▶ _Stated problem_: Copy out every item below word for word, leaving each line unchanged.

▶ _Task material_:
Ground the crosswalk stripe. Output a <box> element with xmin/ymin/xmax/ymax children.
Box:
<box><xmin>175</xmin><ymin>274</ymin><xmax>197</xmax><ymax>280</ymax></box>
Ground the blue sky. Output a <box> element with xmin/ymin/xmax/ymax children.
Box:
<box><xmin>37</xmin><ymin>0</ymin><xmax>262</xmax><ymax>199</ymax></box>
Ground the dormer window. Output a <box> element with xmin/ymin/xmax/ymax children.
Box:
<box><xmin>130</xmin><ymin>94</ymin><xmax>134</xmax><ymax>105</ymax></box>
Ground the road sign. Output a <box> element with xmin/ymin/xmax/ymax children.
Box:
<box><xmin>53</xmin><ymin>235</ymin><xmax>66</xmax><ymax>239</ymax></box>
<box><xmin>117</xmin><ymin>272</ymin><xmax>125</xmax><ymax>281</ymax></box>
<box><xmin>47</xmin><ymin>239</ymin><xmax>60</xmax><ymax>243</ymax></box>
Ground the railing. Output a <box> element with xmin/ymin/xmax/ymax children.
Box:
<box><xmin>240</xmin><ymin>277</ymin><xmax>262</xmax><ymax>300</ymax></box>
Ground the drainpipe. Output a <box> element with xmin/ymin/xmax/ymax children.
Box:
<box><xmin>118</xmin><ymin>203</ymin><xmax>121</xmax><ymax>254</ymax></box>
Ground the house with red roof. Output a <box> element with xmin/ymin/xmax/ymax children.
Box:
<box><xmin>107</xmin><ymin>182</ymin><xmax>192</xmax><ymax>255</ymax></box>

▶ _Reply_:
Ground the crosswalk stripe. Output a <box> element with xmin/ymin/xmax/ymax children.
Box:
<box><xmin>175</xmin><ymin>274</ymin><xmax>197</xmax><ymax>280</ymax></box>
Ground the blue sky. Output a <box> element with xmin/ymin/xmax/ymax children.
Box:
<box><xmin>37</xmin><ymin>0</ymin><xmax>262</xmax><ymax>199</ymax></box>
Ground the dormer window. Output a <box> element with xmin/ymin/xmax/ymax children.
Box:
<box><xmin>130</xmin><ymin>94</ymin><xmax>134</xmax><ymax>105</ymax></box>
Ground the road sign. Output a <box> element with xmin/ymin/xmax/ymax children.
Box:
<box><xmin>53</xmin><ymin>235</ymin><xmax>66</xmax><ymax>239</ymax></box>
<box><xmin>117</xmin><ymin>272</ymin><xmax>125</xmax><ymax>281</ymax></box>
<box><xmin>47</xmin><ymin>239</ymin><xmax>60</xmax><ymax>243</ymax></box>
Ground the railing. Output a <box> element with xmin/ymin/xmax/ymax children.
Box:
<box><xmin>240</xmin><ymin>277</ymin><xmax>262</xmax><ymax>300</ymax></box>
Ground the drainpipe. Output a <box> element with xmin/ymin/xmax/ymax children.
Box:
<box><xmin>118</xmin><ymin>203</ymin><xmax>121</xmax><ymax>254</ymax></box>
Ground the house with red roof. Output a <box> element with xmin/ymin/xmax/ymax children.
Box:
<box><xmin>107</xmin><ymin>182</ymin><xmax>192</xmax><ymax>255</ymax></box>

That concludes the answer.